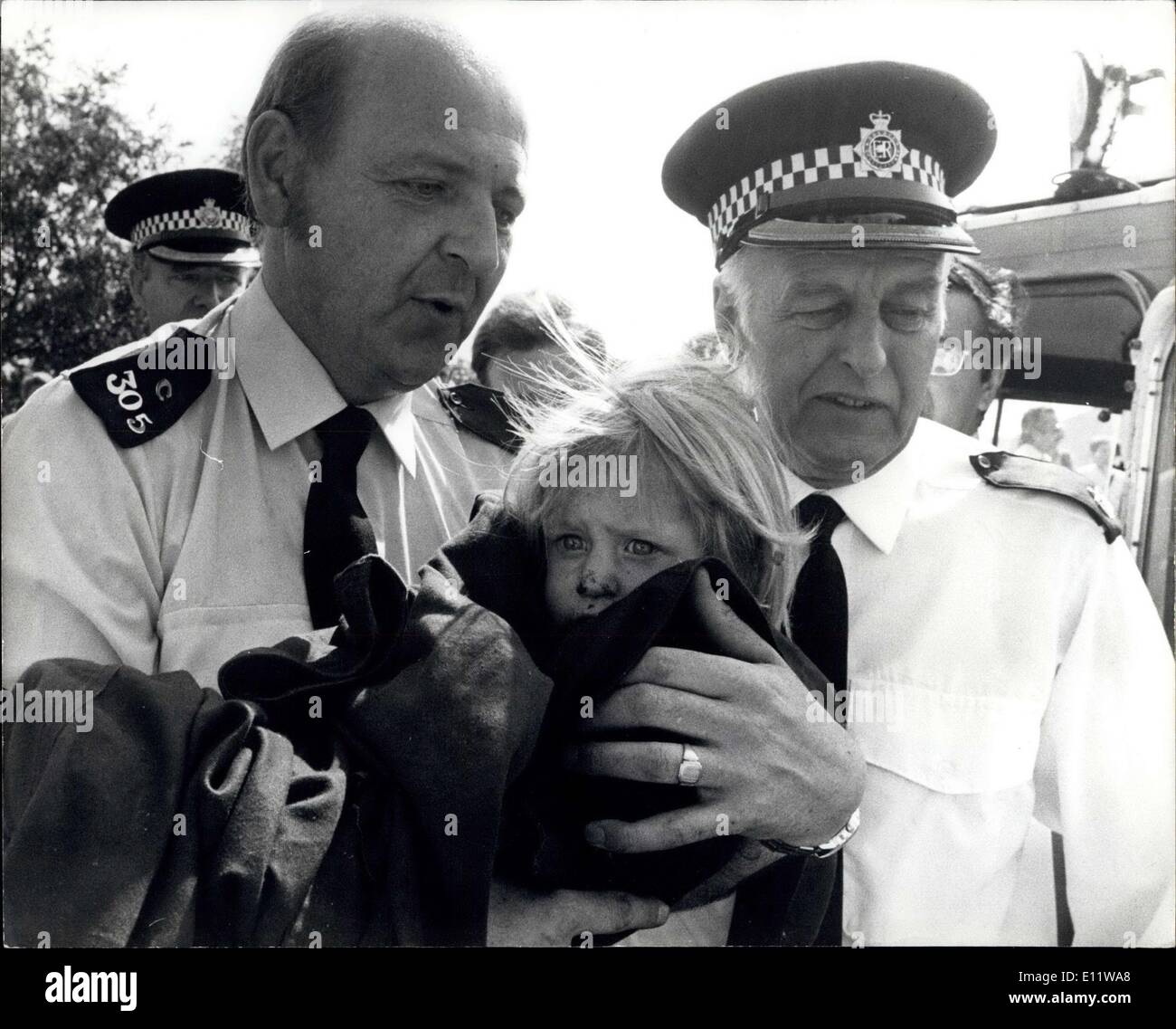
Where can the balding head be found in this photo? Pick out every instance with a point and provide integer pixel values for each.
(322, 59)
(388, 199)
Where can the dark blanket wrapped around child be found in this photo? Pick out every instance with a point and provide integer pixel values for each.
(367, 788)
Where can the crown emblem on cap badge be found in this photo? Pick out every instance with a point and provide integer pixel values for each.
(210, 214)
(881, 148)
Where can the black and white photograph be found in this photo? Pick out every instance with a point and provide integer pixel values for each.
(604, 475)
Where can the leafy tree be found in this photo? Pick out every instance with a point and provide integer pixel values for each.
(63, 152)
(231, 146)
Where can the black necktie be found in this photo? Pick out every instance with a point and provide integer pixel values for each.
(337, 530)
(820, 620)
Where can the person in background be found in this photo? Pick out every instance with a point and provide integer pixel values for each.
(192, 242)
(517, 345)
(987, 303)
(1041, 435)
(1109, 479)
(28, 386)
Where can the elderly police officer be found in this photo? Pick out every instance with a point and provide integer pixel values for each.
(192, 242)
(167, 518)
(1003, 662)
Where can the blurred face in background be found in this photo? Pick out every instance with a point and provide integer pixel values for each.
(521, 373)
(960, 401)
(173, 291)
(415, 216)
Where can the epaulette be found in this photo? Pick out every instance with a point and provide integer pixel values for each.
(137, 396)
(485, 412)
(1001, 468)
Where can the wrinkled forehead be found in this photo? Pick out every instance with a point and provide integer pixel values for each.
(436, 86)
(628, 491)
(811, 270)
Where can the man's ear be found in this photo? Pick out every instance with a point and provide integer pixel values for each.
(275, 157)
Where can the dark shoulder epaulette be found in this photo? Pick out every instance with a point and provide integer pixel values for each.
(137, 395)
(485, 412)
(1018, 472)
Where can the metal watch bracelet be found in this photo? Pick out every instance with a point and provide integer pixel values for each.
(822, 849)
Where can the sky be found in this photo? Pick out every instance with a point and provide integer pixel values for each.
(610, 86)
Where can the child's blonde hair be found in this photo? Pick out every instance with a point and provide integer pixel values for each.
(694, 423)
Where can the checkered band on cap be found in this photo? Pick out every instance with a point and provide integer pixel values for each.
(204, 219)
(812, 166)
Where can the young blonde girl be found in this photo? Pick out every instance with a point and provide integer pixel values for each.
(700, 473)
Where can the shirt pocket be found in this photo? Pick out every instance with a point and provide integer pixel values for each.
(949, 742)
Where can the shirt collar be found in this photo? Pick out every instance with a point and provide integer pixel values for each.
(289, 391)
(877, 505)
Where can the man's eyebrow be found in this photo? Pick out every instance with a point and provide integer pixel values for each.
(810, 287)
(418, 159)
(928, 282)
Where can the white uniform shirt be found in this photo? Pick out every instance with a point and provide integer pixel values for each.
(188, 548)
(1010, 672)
* * *
* What is required
Your copy must match the records above exactly, apart from the pictures, which are excluded.

* Written answer
Where can the balding head be found in this photo? Pick out every instance with a point and provide integer pixel values for each.
(322, 59)
(388, 199)
Where can the dark blanket wrapped around child be found in this photo? Pick out every instance with a point and provide integer pixel values for each.
(367, 788)
Where can the crown emblem on cap badge be found in this photo? Pick out every instance with a point and provide integer pixel values for each.
(210, 214)
(881, 148)
Where can the black and white photograph be found in this photo? Pick out every instance with a point and provide integer pixel values for each.
(604, 475)
Where can the leafy tree be found in this photo? Pick out every instance with a point and provide integer pixel values for each.
(63, 152)
(231, 146)
Where can the black necktie be found in this photo? Pick out every instance with a point and provide integer pixel values for each.
(337, 530)
(820, 620)
Where can the person in background be found in this photo? Pick out every instance with a point and provide integer pixel values for each.
(192, 242)
(517, 345)
(987, 303)
(1041, 435)
(1109, 479)
(28, 386)
Where can the elderly police officer be found in this photo? Pick out every instance with a point and provide integer pixel values for each.
(192, 242)
(167, 518)
(1003, 662)
Where can the blurred face in background be found in this photo? Pick out every instance with a point and provide integer pixel values for each.
(521, 373)
(960, 401)
(173, 291)
(415, 216)
Where can the epaulette be found in this photo? Pick out every instance with a point and provide integer pixel values for each.
(137, 396)
(485, 412)
(1001, 468)
Where can the wrinkled forehead be found in this photo? Pick out every instance with a point and provide integer pixel values for each.
(436, 86)
(628, 491)
(811, 270)
Where can the man's ear be found in this photo? Pick out every instance with a point and provide integer pixel values for each.
(275, 157)
Where can the dark shoulder epaulette be found in this photo? Pick out every instance with a point and provide integer pixel values for each.
(137, 395)
(485, 412)
(1018, 472)
Where can the metal watch bracelet be found in this photo? Pick out every instance with a point and provide integer pixel values for each.
(822, 849)
Where can the sky be found in this photo? Pick out every instance with a point and provide integer pixel values for each.
(610, 86)
Where can the child's blonde hair be found in this photo? Pick out every instance with a point and provide integer pixel values for each.
(694, 423)
Where can the checkered band on cap be found in this photo? Pick out every instance with a point and provide integer pixel values for each.
(204, 219)
(812, 166)
Where can the young blonde girl be found in this photo? Pick out every instance with a point and provide integer pixel values for each.
(700, 473)
Where can the shirt pocket be found in this photo? Pick out every instance with a point and provide integer pixel values for each.
(949, 742)
Where can the shirt collar be found in this photo? Pick out every instance with a point and provide integer pixel values for each.
(289, 391)
(877, 505)
Where can the man's eyebrow be found in this photo? Pick out every instance with a point and provide integer pixel values for each.
(810, 287)
(418, 159)
(928, 282)
Where can the white uniform shirt be found in this photo? Pick out every instance with a point and provide integer pixel values for each.
(188, 548)
(1010, 672)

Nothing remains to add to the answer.